====== Extracted data

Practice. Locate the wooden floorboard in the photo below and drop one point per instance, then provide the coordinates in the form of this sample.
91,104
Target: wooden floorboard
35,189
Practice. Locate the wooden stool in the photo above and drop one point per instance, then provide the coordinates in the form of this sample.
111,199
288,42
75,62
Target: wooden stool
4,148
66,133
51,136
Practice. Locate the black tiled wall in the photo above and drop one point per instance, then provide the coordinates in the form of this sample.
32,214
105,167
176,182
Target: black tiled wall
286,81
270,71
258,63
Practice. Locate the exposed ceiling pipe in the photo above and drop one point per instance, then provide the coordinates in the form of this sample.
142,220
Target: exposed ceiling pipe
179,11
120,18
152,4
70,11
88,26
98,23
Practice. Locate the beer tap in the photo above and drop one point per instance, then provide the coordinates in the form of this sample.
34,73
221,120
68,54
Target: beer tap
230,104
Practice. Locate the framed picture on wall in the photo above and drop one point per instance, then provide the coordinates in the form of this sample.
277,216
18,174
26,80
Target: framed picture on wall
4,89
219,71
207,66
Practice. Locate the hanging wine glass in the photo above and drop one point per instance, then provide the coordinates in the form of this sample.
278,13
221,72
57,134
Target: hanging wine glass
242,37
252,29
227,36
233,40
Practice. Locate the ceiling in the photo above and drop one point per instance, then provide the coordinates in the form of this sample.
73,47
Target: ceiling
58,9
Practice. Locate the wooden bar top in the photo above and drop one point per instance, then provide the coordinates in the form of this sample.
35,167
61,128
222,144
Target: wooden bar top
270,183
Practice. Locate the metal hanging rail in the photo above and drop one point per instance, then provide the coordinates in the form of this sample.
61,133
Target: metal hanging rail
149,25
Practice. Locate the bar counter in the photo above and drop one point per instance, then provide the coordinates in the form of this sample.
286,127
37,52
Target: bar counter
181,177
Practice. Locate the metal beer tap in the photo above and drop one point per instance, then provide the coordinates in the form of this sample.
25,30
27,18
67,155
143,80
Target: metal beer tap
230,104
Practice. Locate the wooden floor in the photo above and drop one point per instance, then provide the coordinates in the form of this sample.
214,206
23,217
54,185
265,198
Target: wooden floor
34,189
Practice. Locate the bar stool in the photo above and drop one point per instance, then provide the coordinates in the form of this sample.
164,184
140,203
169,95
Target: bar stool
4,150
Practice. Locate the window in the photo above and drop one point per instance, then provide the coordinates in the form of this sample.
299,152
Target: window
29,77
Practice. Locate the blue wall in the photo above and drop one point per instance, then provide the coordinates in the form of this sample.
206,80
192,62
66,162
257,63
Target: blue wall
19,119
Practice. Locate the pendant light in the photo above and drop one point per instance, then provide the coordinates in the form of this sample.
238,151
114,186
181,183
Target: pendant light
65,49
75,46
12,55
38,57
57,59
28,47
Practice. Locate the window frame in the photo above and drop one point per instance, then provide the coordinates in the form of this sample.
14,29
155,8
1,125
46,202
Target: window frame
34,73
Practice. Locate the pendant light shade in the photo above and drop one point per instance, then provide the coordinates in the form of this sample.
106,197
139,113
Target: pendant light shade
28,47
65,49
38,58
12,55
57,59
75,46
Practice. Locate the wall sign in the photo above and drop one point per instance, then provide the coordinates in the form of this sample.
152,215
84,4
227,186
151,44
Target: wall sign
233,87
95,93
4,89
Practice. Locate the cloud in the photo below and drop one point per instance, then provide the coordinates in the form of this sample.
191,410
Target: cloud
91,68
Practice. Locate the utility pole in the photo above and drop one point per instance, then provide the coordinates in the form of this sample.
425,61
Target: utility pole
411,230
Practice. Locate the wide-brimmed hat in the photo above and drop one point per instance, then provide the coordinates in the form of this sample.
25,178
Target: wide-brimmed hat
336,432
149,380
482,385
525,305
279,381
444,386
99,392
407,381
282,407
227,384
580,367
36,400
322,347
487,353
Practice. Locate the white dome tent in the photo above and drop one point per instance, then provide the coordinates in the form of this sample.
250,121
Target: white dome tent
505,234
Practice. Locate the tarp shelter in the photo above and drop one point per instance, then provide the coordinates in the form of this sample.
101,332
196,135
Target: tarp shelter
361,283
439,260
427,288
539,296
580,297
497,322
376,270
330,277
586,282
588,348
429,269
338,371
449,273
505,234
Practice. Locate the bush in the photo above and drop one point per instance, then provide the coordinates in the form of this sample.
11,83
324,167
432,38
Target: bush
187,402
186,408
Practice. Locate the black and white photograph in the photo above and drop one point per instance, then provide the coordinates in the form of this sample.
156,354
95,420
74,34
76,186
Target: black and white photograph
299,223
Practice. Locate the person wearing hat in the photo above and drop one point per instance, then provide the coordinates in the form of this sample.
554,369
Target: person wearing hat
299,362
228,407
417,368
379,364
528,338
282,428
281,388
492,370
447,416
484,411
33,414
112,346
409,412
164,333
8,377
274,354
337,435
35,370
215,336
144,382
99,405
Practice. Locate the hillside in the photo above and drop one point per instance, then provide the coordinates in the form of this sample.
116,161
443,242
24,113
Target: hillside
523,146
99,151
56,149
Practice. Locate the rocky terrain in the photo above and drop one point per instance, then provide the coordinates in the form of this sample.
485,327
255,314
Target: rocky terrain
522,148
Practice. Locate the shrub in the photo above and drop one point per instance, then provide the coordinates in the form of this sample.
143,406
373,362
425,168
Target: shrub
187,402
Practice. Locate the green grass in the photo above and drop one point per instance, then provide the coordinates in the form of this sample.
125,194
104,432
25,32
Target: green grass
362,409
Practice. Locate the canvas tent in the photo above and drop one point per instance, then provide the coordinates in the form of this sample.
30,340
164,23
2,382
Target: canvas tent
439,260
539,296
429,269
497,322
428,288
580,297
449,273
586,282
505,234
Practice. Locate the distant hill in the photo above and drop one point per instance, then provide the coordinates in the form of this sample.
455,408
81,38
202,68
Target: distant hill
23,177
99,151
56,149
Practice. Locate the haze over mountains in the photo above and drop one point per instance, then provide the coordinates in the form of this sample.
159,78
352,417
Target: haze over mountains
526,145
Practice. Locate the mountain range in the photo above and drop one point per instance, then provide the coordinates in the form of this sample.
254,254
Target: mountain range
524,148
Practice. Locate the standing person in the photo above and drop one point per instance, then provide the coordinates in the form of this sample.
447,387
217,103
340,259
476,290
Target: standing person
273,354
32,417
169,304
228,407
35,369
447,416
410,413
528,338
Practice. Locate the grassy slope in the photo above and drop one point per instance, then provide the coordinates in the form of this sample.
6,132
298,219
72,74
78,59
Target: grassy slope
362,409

============

- **Aim of the task**: Repeat each entry word for word.

- **Completed exercise**:
Practice. Locate the wooden floorboard in the photo below and drop one point per instance, then provide the coordinates in the form of this sample.
91,104
Target: wooden floorboard
35,189
Practice. Locate the wooden stool in the photo above and drop one point per instance, then provide the coordinates in the form of this sample.
111,199
288,42
75,62
Target: wooden stool
4,148
66,133
51,136
Practice. Locate the black tiled wall in the photo above and drop one point per instance, then provide the coordinates in the form of this sample.
32,214
105,167
176,182
Target: black tiled wall
286,81
270,71
258,63
Practice. Locate the exposed ceiling pipe in the photo above and drop one point per instance, then provide the coordinates in the form of this sample.
142,220
Target: exposed ceiling pipe
179,11
120,18
152,4
70,11
88,26
98,23
Practice. Locate the beer tap in the photo above and drop one point per instance, then provide the coordinates in the form of this sample.
34,73
221,120
68,54
Target: beer tap
230,104
Practice. Locate the framed picture on wall in the photo above and drop one point per instance, then provide the coordinates in the form of this sample.
277,216
18,174
26,80
Target: framed picture on wall
4,89
219,71
207,66
Practice. Locate the hanging wine glass in the photo above and drop one point per instance, then provide the coordinates in the form of this sample.
278,13
221,72
57,134
Target: hanging wine glass
242,37
252,29
227,36
233,40
Practice. Locate the ceiling in the photo above and drop one point per instance, then provide the coordinates in the form of this sample.
73,47
Target: ceiling
58,9
Practice. Locate the wooden bar top in the photo above and drop one point per instance, then provide the coordinates in the form of this sample.
35,167
61,128
222,144
Target: wooden bar top
270,183
Practice. Locate the metal hanging rail in the photo above and drop one point per instance, then provide the coordinates in the form of this sample.
61,133
Target: metal hanging rail
149,25
Practice. Locate the bar counter in the photo above and drop one point per instance, then provide the coordinates in the form of this sample.
286,127
37,52
Target: bar counter
181,177
Practice. Locate the metal beer tap in the photo above and drop one point per instance, then provide the coordinates in the form of this sample.
25,30
27,18
67,155
143,80
Target: metal beer tap
230,104
Practice. Locate the wooden floor in the photo above and drop one point per instance, then provide the coordinates in the form of this sample.
214,206
23,217
54,185
265,198
Target: wooden floor
34,189
Practice. Locate the bar stool in the photo above and drop one point per instance, then provide the coordinates in the form of this sample.
164,184
140,203
169,95
Target: bar stool
4,150
Practice. Locate the window in the photo above and drop one point per instance, then provide the coordinates in the form of this sample.
299,152
Target: window
29,77
Practice. Locate the blue wall in the photo above and drop one point per instance, then provide the coordinates in the form of this sample.
206,80
192,62
66,162
257,63
Target: blue wall
19,119
Practice. Locate the pendant light in the photo above and drop one point per instance, then provide the coordinates in the form of this sample.
238,151
114,186
181,183
Target: pendant light
65,49
75,46
12,55
38,57
57,59
28,47
Practice. Locate the window frame in the photo above and drop one point per instance, then provide the coordinates in the form of this sample.
14,29
155,8
1,125
46,202
Target: window frame
34,73
Practice. Locate the pendant light shade in the photo above and drop one point per instance, then provide the coordinates in the form of this sample.
106,197
139,113
Target: pendant light shade
28,47
65,49
38,58
12,55
57,59
75,46
Practice. Locate the wall sign in the photo above and drop one point per instance, then provide the coordinates in the form of this sample.
152,215
84,4
227,186
151,44
Target: wall sign
233,87
95,93
4,89
Practice. Locate the cloud in the photo below and drop one point per instance, then provide the coordinates in the form of this sample.
191,410
Target: cloud
91,68
Practice. Locate the utility pole in the photo above and drop one point per instance, then provide the coordinates in the form of this sample.
425,61
Target: utility pole
411,230
Practice. Locate the wide-brimmed hat in the photo above and drop one point per instance, then provide the coordinates in the form of this sample.
25,178
Target: wide-brimmed hat
336,432
149,380
482,385
525,305
279,381
444,386
99,392
407,381
282,407
227,384
580,367
36,400
322,347
487,353
Practice. Locate the white dome tent in the photo above and drop one point per instance, then provide the coordinates in the form of this sample.
250,121
Target: white dome tent
505,234
Practice. Locate the tarp shelter in the photo above and drop one point per instance, then provide the coordinates in the form of this sample.
101,332
196,135
Target: tarp shelter
361,283
439,260
427,288
539,296
580,297
497,322
376,270
330,277
586,282
588,348
429,269
338,371
449,273
505,234
Practice. Locate the bush in the photo above and drop one point per instance, then provide the coordinates in the form of this sample.
11,83
324,167
432,38
Target: bush
187,402
186,408
Practice. Locate the black and white photograph in the photo above and drop one point per instance, then provide the coordinates in the form of this sample.
156,354
95,420
74,34
76,186
Target: black and white photograph
299,223
Practice. Locate the person wearing hat in the photo above and drop one point per instance, then provide the coordinates in the form of this sample.
554,369
Target: person wearing hat
299,362
228,407
417,368
379,364
528,338
282,428
281,388
492,370
447,416
484,411
33,414
112,346
409,412
164,333
8,377
274,354
337,435
35,370
215,336
144,382
99,405
Practice. Locate the hillside in the photo above and drop one point per instance, then provide the coordinates in the form of this sample.
116,161
443,242
24,113
Target: hillside
523,146
99,151
56,149
Practice. Locate the rocky terrain in the photo above and drop one point per instance, then provide the coordinates in the form of this sample.
485,327
255,314
Target: rocky terrain
522,148
Practice. Locate the shrub in the photo above and drop one point per instance, then provide the coordinates in the form of this sample.
143,406
373,362
425,168
Target: shrub
187,402
Practice. Locate the green grass in the photo above and drop one point per instance, then provide the coordinates in the form of this sample.
125,194
104,432
25,32
Target: green grass
362,409
Practice. Locate the canvas tent in the photo above and drop one point per instance, then provide the coordinates in the form of this sample.
30,340
164,23
2,382
Target: canvas tent
439,260
539,296
429,269
497,322
428,288
580,297
449,273
586,282
505,234
Practice. Locate the distant hill in the photo above and drop one point per instance, then provide the coordinates in the form of this sample.
455,408
81,38
202,68
Target: distant hill
23,177
99,151
56,149
Practice. Locate the haze over mountains in the photo above and drop one point per instance, then provide the coordinates in the form of this sample.
159,78
352,417
Target: haze over mountains
526,145
Practice. Locate the mountain range in the photo above and drop one point per instance, then provide the coordinates in the form of this sample.
254,254
Target: mountain range
524,148
Practice. Locate the standing person in the photo above and drop one point per instance, then provide the coordinates in the form of this sample.
447,387
217,103
340,259
476,290
Target: standing person
273,354
32,417
169,304
228,407
35,369
447,416
410,413
528,338
Practice. Locate the grassy slope in the photo above and drop one point per instance, then provide the coordinates in the form of this sample.
6,132
298,219
72,74
78,59
Target: grassy slope
362,409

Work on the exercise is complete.